Convert the rows below into a single numbered list with one line per item, omitting any blank lines.

--------------------

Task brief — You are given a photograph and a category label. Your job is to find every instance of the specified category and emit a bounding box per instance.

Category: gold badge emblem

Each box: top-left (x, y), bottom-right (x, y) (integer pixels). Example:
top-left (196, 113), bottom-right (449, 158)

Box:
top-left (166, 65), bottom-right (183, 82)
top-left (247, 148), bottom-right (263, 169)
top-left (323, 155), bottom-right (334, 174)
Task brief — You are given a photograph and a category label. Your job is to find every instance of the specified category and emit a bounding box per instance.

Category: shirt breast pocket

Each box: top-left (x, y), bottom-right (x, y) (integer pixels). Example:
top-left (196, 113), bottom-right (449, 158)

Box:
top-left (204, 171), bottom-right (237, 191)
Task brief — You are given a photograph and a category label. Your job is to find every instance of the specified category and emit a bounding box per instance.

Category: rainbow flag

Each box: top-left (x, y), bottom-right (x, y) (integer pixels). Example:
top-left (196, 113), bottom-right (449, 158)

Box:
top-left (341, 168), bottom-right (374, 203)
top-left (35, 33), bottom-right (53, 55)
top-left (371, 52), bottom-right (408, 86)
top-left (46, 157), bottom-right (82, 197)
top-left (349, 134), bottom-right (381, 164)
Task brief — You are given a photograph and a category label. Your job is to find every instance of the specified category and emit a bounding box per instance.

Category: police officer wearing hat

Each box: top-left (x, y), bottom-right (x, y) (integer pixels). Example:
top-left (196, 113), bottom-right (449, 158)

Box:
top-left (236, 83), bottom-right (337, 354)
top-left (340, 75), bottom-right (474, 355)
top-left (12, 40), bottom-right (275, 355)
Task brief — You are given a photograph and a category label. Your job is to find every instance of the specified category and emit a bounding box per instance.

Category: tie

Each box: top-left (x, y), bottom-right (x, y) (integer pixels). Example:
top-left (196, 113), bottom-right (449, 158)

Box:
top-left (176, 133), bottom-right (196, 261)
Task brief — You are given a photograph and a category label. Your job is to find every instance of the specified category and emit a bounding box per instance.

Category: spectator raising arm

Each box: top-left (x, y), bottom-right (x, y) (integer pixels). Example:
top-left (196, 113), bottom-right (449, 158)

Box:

--------------------

- [Worked answer]:
1. Task brief — You are given a photograph and a category label. Your job is to find every instance of the specified category and emit a bounding box per instance.
2. Category: gold badge emblem
3. Each box: top-left (x, y), bottom-right (x, y) (integer pixels). Example:
4. top-left (196, 113), bottom-right (449, 158)
5. Box:
6. top-left (166, 65), bottom-right (183, 82)
7. top-left (247, 148), bottom-right (263, 169)
8. top-left (323, 155), bottom-right (334, 174)
9. Task brief — You are given a photograph and a category label. Your job is to find every instance of the specified category and emit a bounding box per instance.
10. Category: shirt breast pocket
11. Each box: top-left (x, y), bottom-right (x, y) (integer pixels). Example:
12. top-left (196, 113), bottom-right (449, 158)
13. Box:
14. top-left (204, 171), bottom-right (237, 191)
15. Task brief — You are given a photograph and a category label. Your job is to find every instance of the specified category and emit a bounding box per instance.
16. Category: rainbow flag
17. Each box: top-left (x, y), bottom-right (x, y) (integer pixels). Example:
18. top-left (196, 113), bottom-right (449, 158)
19. Box:
20. top-left (341, 168), bottom-right (374, 203)
21. top-left (35, 33), bottom-right (53, 55)
22. top-left (371, 52), bottom-right (408, 86)
23. top-left (46, 157), bottom-right (82, 197)
24. top-left (349, 134), bottom-right (381, 164)
25. Task brief — You are given a photograph and a category label. Your job is to find every instance of the specified category and emit a bounding box per instance.
26. Category: police officer wearing hat
27. Each box: top-left (x, y), bottom-right (x, y) (integer pixels). Example:
28. top-left (196, 113), bottom-right (449, 158)
29. Box:
30. top-left (236, 83), bottom-right (337, 354)
31. top-left (340, 75), bottom-right (474, 355)
32. top-left (12, 40), bottom-right (275, 355)
33. Task brief — You are given a photograph and a category label. Your job is to find every instance of the specified category and emit a bounding box per instance.
34. Category: tie
35. Each box: top-left (x, y), bottom-right (x, y) (integer pixels). Example:
36. top-left (196, 113), bottom-right (449, 158)
37. Box:
38. top-left (176, 133), bottom-right (196, 261)
39. Task brief — You are given a photograph and a category label. Your job is to find every instance of the specified category and emit a bounding box per instance.
40. Category: spectator raising arm
41. Each box: top-left (x, y), bottom-right (x, y) (integer pixels). Example:
42. top-left (196, 113), bottom-right (449, 158)
43. Box:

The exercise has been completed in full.